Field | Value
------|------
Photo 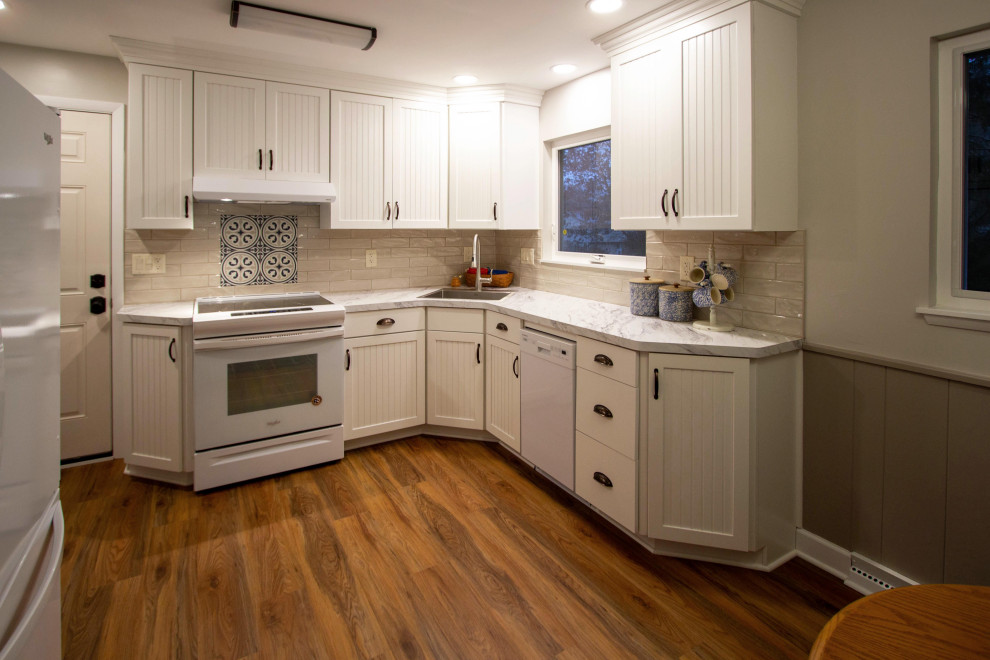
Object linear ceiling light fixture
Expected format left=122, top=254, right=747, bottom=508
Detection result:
left=230, top=1, right=377, bottom=50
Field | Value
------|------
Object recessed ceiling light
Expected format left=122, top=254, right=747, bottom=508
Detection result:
left=551, top=64, right=577, bottom=75
left=453, top=74, right=478, bottom=85
left=0, top=2, right=7, bottom=9
left=220, top=198, right=233, bottom=202
left=586, top=0, right=623, bottom=13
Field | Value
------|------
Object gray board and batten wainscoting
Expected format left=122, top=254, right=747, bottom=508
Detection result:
left=803, top=345, right=990, bottom=586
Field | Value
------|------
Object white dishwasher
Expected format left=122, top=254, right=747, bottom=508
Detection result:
left=520, top=328, right=576, bottom=490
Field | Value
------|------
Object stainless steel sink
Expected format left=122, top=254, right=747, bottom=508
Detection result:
left=418, top=288, right=514, bottom=301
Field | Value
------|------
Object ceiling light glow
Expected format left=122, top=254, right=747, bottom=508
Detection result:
left=586, top=0, right=623, bottom=13
left=551, top=64, right=577, bottom=74
left=453, top=74, right=478, bottom=85
left=0, top=2, right=7, bottom=9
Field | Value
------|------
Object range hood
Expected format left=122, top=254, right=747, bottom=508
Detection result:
left=193, top=177, right=336, bottom=203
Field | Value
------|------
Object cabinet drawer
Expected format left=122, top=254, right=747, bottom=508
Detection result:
left=576, top=369, right=637, bottom=460
left=345, top=308, right=425, bottom=338
left=576, top=336, right=637, bottom=386
left=428, top=307, right=484, bottom=333
left=575, top=432, right=636, bottom=532
left=485, top=311, right=522, bottom=344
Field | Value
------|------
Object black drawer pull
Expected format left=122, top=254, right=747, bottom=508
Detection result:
left=654, top=368, right=660, bottom=400
left=476, top=343, right=481, bottom=364
left=593, top=472, right=613, bottom=488
left=512, top=355, right=519, bottom=378
left=593, top=353, right=613, bottom=367
left=345, top=349, right=350, bottom=371
left=660, top=189, right=669, bottom=218
left=167, top=338, right=176, bottom=363
left=184, top=195, right=189, bottom=218
left=496, top=322, right=508, bottom=331
left=376, top=318, right=395, bottom=327
left=258, top=148, right=263, bottom=170
left=593, top=404, right=613, bottom=418
left=269, top=149, right=274, bottom=171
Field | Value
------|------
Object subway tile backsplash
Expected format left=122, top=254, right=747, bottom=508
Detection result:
left=124, top=203, right=805, bottom=337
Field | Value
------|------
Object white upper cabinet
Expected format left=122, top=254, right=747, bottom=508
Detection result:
left=194, top=73, right=329, bottom=183
left=611, top=2, right=797, bottom=231
left=448, top=102, right=540, bottom=231
left=127, top=64, right=193, bottom=229
left=330, top=91, right=447, bottom=230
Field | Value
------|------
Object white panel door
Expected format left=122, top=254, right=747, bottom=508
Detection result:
left=392, top=99, right=447, bottom=229
left=427, top=330, right=484, bottom=429
left=266, top=81, right=330, bottom=182
left=120, top=324, right=183, bottom=472
left=448, top=103, right=500, bottom=230
left=330, top=91, right=392, bottom=229
left=193, top=72, right=266, bottom=180
left=126, top=64, right=193, bottom=229
left=59, top=110, right=112, bottom=461
left=344, top=331, right=425, bottom=440
left=485, top=335, right=520, bottom=450
left=669, top=4, right=752, bottom=230
left=647, top=354, right=751, bottom=551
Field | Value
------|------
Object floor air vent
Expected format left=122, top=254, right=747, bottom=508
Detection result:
left=846, top=553, right=914, bottom=594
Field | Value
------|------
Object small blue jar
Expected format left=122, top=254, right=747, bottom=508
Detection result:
left=629, top=275, right=663, bottom=316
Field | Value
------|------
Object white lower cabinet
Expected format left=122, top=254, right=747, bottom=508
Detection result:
left=343, top=331, right=426, bottom=440
left=646, top=353, right=752, bottom=551
left=575, top=432, right=637, bottom=532
left=120, top=323, right=185, bottom=472
left=485, top=334, right=520, bottom=450
left=426, top=330, right=484, bottom=429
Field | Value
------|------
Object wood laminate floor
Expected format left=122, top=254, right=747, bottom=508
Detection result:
left=60, top=436, right=859, bottom=659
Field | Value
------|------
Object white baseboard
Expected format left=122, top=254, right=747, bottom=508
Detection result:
left=795, top=528, right=917, bottom=596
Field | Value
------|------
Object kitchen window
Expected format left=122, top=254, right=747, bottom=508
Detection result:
left=922, top=27, right=990, bottom=330
left=544, top=129, right=645, bottom=269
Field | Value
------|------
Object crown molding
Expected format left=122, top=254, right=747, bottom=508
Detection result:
left=446, top=84, right=544, bottom=107
left=593, top=0, right=805, bottom=55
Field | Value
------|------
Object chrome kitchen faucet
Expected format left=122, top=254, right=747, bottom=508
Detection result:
left=472, top=233, right=492, bottom=291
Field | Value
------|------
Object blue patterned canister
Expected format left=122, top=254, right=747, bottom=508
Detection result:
left=629, top=276, right=663, bottom=316
left=657, top=284, right=695, bottom=321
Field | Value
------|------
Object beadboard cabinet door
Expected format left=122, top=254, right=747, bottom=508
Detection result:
left=392, top=99, right=448, bottom=230
left=485, top=334, right=520, bottom=451
left=265, top=81, right=330, bottom=183
left=127, top=64, right=193, bottom=229
left=427, top=330, right=484, bottom=430
left=448, top=103, right=501, bottom=230
left=193, top=72, right=267, bottom=180
left=646, top=354, right=751, bottom=551
left=119, top=324, right=184, bottom=472
left=343, top=331, right=425, bottom=440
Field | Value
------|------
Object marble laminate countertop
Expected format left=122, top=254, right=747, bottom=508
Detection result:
left=117, top=287, right=801, bottom=358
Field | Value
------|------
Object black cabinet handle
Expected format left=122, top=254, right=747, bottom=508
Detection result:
left=593, top=471, right=613, bottom=488
left=395, top=201, right=399, bottom=220
left=269, top=149, right=274, bottom=171
left=386, top=202, right=392, bottom=222
left=593, top=404, right=613, bottom=418
left=661, top=189, right=669, bottom=217
left=258, top=148, right=263, bottom=170
left=476, top=343, right=481, bottom=364
left=168, top=338, right=176, bottom=363
left=376, top=318, right=395, bottom=327
left=512, top=355, right=519, bottom=378
left=654, top=368, right=659, bottom=400
left=493, top=202, right=497, bottom=221
left=593, top=353, right=613, bottom=367
left=345, top=348, right=350, bottom=371
left=184, top=195, right=189, bottom=218
left=496, top=322, right=508, bottom=332
left=672, top=189, right=679, bottom=217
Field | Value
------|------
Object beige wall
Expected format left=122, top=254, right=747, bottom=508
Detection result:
left=799, top=0, right=990, bottom=377
left=0, top=42, right=127, bottom=103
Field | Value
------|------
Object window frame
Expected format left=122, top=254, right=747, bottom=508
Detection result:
left=922, top=28, right=990, bottom=330
left=542, top=127, right=646, bottom=271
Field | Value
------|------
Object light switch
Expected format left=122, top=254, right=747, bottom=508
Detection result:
left=132, top=253, right=166, bottom=275
left=521, top=248, right=535, bottom=265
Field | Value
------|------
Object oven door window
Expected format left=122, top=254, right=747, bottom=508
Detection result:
left=226, top=354, right=318, bottom=416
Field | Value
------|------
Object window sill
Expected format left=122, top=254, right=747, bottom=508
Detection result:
left=916, top=305, right=990, bottom=332
left=539, top=256, right=646, bottom=273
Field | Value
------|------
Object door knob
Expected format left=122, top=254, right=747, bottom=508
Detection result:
left=90, top=296, right=107, bottom=315
left=90, top=273, right=106, bottom=288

☆ ☆ ☆ ☆ ☆

> _TASK REQUIREMENTS_
Count how many lines above contain the word "black". Reply with the number alone.

> _PROBLEM SOLUTION_
2